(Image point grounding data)

++++++

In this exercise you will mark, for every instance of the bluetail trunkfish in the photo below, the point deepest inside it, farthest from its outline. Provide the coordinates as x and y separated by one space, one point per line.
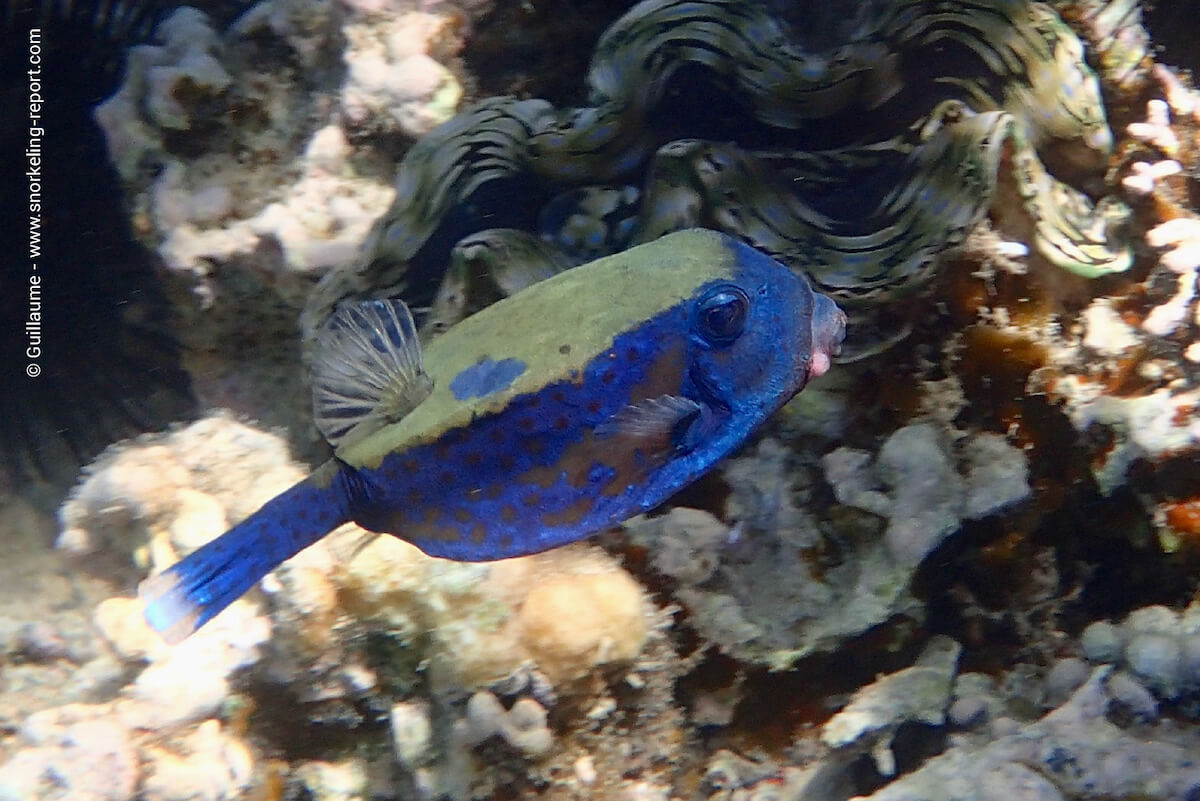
571 405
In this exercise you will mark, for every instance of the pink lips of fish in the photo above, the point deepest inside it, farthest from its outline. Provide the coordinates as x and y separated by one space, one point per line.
828 332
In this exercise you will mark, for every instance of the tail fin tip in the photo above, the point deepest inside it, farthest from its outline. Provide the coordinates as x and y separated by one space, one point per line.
168 609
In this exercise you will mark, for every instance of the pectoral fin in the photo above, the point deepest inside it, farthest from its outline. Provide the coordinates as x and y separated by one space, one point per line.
366 371
667 425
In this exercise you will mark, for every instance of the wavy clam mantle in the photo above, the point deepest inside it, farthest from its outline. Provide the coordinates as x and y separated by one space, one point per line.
856 164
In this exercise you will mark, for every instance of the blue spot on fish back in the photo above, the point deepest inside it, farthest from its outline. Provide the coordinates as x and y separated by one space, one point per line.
486 377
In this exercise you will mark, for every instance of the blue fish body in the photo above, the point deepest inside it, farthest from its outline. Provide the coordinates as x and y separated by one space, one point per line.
568 408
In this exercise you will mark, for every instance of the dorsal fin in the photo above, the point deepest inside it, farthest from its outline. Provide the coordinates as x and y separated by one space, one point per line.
366 369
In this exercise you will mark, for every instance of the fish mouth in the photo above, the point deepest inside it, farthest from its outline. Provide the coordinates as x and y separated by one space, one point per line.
828 333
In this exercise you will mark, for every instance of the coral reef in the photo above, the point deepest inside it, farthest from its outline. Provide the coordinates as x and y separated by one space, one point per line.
961 565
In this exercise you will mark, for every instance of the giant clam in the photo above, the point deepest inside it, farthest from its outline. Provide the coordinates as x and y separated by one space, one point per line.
857 164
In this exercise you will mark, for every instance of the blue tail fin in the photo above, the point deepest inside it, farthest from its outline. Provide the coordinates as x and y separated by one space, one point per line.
191 592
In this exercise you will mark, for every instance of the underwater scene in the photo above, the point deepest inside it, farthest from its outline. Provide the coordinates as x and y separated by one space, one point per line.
561 399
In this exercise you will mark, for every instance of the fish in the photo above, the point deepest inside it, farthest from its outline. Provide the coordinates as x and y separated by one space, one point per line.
558 411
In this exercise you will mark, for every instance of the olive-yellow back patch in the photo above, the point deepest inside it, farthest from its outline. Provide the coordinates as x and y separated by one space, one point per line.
546 333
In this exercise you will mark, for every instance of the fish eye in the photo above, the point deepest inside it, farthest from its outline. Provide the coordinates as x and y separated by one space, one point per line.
721 314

++++++

* [YOUR OBJECTIVE]
The pictures stay out; copy the rest of the data word for word.

* [EXERCISE RESPONSE]
In this exercise you will mark, for every instance of the bluetail trunkfish in the photo below, the point deepest inside it, farthest from its outline. Provide the coordinates as x and y separated by one space, one point per line.
571 405
In this exercise you will mark, for every instance of the pink lips of fish in the photo above, the point deepest inside it, farthest from its outline. Provide the coordinates as x and y separated by one space, one point per line.
828 332
In this exercise you will mark, for every instance of the tail fin tip in the photo above, the point deepest inside it, farthest from its outline. Provide the coordinates as x and y separated by one space, one point per line.
168 609
In this exercise you will mark, for every instance of the pectoral fin in the photo above, the point deepest inside it, farthest from its outline. Provide the coordinates as x and y separated by one space, one point per line.
366 371
667 425
In this exercise you will mark, for every instance of the wavy clam mantle in the photo above, the point deepest inside it, farthest from its outline. Provide the coordinates as x and y separated by one space, one point per line.
856 164
In this exercise you will mark, for every instance of the blue spot on fish back in the photo above, the point deepest inside it, farthest from its outline. Provide the coordinates as x and y separated by one space, one point per line.
486 377
In this exercise you will mark, for every instance of the blue fish body in the photo above, the point deepest inside it, farthest from its outline. Provide the coordinates as x and y separated by one space, one point per line.
568 408
In this exercise you will mark, for every instance of the dorsal fin in the photo above, the point deepest inside it, farthest from its outline. Provide the coordinates as x and y separated by one space, one point per line.
366 369
In this exercise you will mark, for every instance of the fish mouth in the photo above, the point deepest inside it, farthest from its outline. Provide the coordinates as x and y separated by one space, one point per line.
828 333
In this exercise you will mark, for every instance of the coral reef in the photo above, the point deepest inside it, farthest from its outline. Provide the coordinates as x and y separated by one space, one point per line.
961 565
In this exercise you will mark, for every instance of the giant clam in the photo above, the point deepest inside it, farthest from its outline. Provide the coordinates as x and y separated by one space, one point per line.
857 164
In this exercise you will mark, for every instance of the blue tail fin in the photo above, the point deepest inside it, farthest from its outline. Provide the coordinates as x and y separated by one space, one point per line.
191 592
In this exercise you will mark, for every instance of the underwater scene in the photo above, the point deepest inside it, farthest from its outline. Provide the coordinates as x and y separated by one space, one point per line.
561 399
In this exercise you will mark, for every instance of the fish in the photo above, the point deepest inside it, farthest from its outline. Provide the coordinates as x and y separated by one space, one point per line.
558 411
In this exercise you will mark, for every instance of the olive-yellow back patch in the photo above, the point deepest inside it, farthest from its outline. Provide the coordinates as x and y separated by one space, one point per line.
546 333
In this exercise you will mark, for every instance of the fish eye in the photo above, the point deepest inside it, farthest from its outline. Provide the coordinates as x and y separated by one space, one point per line.
721 314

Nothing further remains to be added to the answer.